• WRITTEN EXERCISE:
Reproduce verbatim the lines of the data below, starting with the line that contains "y=390, one point per instance." and continuing through the line that contains "x=131, y=176", including both of those lines.

• MATERIAL:
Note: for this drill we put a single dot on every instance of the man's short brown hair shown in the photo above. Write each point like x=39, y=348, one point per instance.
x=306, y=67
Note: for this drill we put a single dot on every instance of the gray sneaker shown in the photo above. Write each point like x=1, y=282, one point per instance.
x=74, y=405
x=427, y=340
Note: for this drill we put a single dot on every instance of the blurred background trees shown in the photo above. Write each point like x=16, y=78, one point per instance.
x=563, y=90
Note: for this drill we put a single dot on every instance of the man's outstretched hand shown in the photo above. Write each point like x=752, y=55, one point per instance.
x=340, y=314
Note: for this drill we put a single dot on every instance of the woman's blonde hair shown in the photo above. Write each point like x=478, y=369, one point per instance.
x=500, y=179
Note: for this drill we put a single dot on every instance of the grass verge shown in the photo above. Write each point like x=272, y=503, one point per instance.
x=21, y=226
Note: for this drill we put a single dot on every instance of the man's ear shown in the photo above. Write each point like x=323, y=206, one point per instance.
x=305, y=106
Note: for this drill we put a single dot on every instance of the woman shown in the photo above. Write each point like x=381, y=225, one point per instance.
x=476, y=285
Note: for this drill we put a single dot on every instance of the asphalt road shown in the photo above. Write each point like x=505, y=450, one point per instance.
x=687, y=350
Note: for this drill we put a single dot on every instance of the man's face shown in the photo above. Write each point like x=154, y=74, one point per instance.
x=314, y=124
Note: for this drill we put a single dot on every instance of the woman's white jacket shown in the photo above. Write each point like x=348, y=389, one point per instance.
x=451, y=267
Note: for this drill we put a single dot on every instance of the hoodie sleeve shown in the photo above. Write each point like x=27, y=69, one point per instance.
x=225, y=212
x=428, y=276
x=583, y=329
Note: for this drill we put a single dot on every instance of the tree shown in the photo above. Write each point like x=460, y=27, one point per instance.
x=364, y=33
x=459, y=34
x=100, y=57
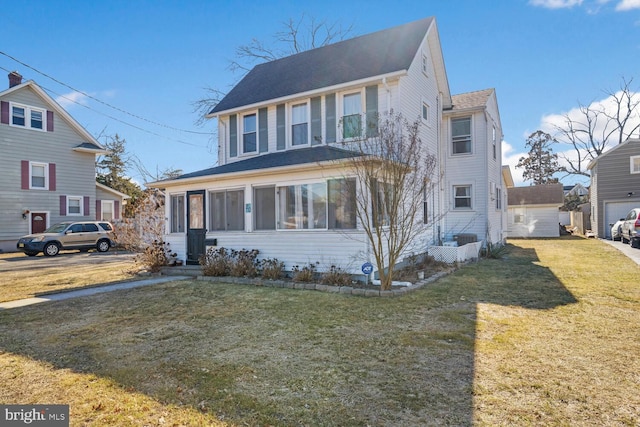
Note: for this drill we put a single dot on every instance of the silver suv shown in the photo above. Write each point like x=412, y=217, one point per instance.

--

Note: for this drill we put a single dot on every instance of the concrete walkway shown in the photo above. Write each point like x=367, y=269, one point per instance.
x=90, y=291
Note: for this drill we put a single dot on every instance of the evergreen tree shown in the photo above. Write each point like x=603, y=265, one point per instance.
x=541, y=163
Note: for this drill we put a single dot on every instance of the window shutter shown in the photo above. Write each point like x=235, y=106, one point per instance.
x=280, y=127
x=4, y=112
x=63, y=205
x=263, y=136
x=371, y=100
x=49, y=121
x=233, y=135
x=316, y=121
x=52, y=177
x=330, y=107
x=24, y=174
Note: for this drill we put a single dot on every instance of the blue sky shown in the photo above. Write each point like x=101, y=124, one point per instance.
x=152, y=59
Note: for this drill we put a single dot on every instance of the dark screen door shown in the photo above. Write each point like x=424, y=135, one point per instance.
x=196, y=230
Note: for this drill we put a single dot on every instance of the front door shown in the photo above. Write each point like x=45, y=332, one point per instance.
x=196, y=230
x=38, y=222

...

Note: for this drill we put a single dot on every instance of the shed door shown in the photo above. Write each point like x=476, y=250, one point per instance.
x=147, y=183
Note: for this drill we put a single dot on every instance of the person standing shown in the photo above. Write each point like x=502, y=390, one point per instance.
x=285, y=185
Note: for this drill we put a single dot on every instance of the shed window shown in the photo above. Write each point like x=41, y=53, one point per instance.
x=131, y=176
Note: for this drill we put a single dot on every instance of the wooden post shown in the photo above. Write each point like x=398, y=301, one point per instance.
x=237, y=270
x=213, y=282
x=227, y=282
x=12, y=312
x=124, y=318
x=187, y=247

• RESULT FOR THIS EXERCISE:
Note: for this drill we put a single dot on every instance of the person standing shown in the photo above. Write each point like x=502, y=390, one point per instance.
x=285, y=185
Note: for this drill we put a single dot on every instance of the shed window shown in the photo above. Write each point like x=41, y=53, one point per instance.
x=131, y=176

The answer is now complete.